*Material*.

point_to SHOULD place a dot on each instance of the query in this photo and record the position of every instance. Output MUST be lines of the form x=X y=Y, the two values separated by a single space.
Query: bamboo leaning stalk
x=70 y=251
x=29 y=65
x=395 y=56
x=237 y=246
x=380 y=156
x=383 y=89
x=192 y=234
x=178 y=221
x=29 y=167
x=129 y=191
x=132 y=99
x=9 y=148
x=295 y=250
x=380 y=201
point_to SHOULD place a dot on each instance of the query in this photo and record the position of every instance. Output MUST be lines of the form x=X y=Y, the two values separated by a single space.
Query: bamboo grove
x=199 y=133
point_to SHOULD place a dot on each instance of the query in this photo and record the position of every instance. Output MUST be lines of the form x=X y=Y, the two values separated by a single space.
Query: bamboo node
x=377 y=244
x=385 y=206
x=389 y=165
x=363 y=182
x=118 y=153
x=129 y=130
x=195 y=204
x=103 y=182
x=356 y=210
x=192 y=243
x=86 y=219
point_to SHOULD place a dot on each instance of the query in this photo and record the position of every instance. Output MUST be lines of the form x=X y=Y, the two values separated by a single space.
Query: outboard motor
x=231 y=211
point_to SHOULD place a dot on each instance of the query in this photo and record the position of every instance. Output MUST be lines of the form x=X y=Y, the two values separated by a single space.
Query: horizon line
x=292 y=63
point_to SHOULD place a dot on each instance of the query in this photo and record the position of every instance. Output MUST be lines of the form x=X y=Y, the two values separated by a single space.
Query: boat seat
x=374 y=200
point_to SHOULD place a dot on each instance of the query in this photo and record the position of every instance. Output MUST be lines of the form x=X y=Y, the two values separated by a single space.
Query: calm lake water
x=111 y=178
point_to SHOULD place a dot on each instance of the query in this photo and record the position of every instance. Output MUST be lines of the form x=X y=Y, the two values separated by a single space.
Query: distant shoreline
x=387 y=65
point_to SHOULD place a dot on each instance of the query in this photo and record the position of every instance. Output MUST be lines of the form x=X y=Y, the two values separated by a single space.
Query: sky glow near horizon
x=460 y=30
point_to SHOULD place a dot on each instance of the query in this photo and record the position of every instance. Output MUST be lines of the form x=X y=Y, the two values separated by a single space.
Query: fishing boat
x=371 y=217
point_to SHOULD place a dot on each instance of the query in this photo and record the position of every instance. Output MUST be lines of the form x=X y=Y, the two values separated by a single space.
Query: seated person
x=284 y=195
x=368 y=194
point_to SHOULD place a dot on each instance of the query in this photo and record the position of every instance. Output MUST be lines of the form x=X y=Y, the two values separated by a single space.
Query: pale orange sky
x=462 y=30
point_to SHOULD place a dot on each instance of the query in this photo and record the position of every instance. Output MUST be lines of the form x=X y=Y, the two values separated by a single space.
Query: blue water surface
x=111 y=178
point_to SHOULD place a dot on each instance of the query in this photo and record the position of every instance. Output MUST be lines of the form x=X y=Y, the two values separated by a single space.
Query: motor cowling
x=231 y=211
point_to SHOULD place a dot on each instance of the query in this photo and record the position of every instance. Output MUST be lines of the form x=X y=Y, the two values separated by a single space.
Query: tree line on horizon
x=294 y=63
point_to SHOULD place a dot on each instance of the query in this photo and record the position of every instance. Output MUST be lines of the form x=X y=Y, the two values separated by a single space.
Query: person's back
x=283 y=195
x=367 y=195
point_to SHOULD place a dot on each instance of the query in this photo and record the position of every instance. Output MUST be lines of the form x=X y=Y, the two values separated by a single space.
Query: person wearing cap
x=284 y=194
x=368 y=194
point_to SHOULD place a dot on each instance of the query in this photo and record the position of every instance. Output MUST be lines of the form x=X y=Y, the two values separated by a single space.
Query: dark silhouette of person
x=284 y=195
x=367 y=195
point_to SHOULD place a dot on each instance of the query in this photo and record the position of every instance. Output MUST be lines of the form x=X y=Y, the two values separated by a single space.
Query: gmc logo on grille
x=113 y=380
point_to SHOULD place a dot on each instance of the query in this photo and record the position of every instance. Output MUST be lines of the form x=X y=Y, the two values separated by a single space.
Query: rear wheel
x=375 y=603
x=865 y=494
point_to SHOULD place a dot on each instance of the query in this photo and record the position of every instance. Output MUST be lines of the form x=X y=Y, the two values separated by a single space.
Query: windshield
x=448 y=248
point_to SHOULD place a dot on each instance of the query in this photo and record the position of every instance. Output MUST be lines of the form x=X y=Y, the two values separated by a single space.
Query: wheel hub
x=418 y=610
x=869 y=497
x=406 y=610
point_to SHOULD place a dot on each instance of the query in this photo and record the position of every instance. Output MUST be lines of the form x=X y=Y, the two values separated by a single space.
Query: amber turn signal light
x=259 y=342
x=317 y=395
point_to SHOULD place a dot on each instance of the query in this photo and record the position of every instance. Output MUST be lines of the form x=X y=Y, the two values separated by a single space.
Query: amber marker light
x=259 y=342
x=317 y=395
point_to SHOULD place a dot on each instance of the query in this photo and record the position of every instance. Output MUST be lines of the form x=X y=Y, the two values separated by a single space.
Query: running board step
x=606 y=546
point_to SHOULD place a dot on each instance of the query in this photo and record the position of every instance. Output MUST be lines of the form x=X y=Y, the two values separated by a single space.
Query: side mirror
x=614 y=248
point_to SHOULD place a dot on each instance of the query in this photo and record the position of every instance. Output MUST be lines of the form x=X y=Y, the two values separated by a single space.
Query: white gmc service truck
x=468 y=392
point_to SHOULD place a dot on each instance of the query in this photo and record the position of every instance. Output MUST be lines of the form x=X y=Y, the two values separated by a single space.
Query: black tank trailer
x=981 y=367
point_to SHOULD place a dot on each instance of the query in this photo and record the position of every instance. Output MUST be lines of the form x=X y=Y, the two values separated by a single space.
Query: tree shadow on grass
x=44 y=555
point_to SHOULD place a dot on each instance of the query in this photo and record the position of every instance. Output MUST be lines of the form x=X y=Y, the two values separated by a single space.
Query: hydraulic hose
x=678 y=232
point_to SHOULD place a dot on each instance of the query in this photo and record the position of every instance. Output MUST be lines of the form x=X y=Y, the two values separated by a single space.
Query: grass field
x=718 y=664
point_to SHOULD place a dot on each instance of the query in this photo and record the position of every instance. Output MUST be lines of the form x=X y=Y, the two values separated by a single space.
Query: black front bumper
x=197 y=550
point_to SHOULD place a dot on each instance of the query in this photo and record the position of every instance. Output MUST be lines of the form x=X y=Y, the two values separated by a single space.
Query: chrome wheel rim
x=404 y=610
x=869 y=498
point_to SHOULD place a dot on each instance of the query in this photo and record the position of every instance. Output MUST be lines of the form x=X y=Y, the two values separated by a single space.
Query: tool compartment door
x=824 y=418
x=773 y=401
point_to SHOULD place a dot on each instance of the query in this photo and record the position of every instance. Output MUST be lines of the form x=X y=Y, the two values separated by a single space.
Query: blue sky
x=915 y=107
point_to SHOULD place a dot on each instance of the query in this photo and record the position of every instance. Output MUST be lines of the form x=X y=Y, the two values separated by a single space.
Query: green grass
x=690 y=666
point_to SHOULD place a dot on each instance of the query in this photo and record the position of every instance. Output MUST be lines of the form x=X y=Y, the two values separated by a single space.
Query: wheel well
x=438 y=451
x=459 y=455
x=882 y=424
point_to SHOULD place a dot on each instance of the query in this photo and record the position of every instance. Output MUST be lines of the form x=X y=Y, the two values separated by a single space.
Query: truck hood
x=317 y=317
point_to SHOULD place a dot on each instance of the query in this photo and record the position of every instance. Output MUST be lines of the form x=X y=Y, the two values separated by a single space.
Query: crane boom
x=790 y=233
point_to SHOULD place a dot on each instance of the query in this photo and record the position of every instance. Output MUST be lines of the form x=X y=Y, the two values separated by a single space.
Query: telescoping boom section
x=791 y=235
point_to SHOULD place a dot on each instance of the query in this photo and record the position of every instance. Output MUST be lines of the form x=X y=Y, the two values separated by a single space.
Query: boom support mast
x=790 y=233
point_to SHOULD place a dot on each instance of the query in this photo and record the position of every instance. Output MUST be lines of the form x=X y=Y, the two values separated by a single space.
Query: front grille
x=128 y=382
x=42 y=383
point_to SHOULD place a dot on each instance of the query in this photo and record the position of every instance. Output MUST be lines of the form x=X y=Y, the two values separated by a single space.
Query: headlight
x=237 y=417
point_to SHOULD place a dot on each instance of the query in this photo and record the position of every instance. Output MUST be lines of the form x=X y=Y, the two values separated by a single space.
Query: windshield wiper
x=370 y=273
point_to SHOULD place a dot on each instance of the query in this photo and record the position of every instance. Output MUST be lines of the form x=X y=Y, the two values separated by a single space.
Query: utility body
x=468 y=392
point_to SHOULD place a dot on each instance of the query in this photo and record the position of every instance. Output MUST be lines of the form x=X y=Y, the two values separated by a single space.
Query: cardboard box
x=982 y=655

*Your objective*. Convert the records above into a JSON list of strings, one string per line and no blank lines. Begin at the first line of the records and stop after the line that contains "x=374 y=200".

*Answer to the task*.
[
  "point_to SHOULD place a dot on each instance of the query in this photo and record the position of every instance. Output MUST be lines of the form x=X y=Y, the two values separated by a single space.",
  "Query: bamboo leaning stalk",
  "x=70 y=251",
  "x=29 y=65",
  "x=395 y=56",
  "x=237 y=246",
  "x=380 y=156",
  "x=383 y=89",
  "x=192 y=234",
  "x=178 y=221",
  "x=29 y=167",
  "x=129 y=191",
  "x=132 y=99",
  "x=9 y=148",
  "x=295 y=250",
  "x=380 y=201",
  "point_to SHOULD place a dot on each instance of the query in this photo and record the position of every instance. Output MUST be lines of the form x=X y=Y, the two values separated by a single space.",
  "Query: bamboo grove",
  "x=199 y=133",
  "point_to SHOULD place a dot on each instance of the query in this photo and record the position of every instance. Output MUST be lines of the form x=X y=Y, the two values separated by a single space.",
  "Query: bamboo node",
  "x=377 y=244",
  "x=385 y=206",
  "x=389 y=165",
  "x=363 y=182",
  "x=118 y=153",
  "x=129 y=130",
  "x=195 y=204",
  "x=103 y=182",
  "x=356 y=210",
  "x=192 y=243",
  "x=86 y=219",
  "point_to SHOULD place a dot on each instance of the query in this photo and record the position of every instance. Output MUST be lines of the form x=X y=Y, the two values separated by a single space.",
  "Query: outboard motor",
  "x=231 y=211",
  "point_to SHOULD place a dot on each instance of the query in this photo and record the position of every instance. Output MUST be lines of the form x=X y=Y, the two values separated by a single space.",
  "Query: horizon line",
  "x=292 y=63",
  "point_to SHOULD place a dot on each instance of the query in this photo and record the position of every instance. Output MUST be lines of the form x=X y=Y, the two values separated by a single space.",
  "Query: boat seat",
  "x=374 y=200"
]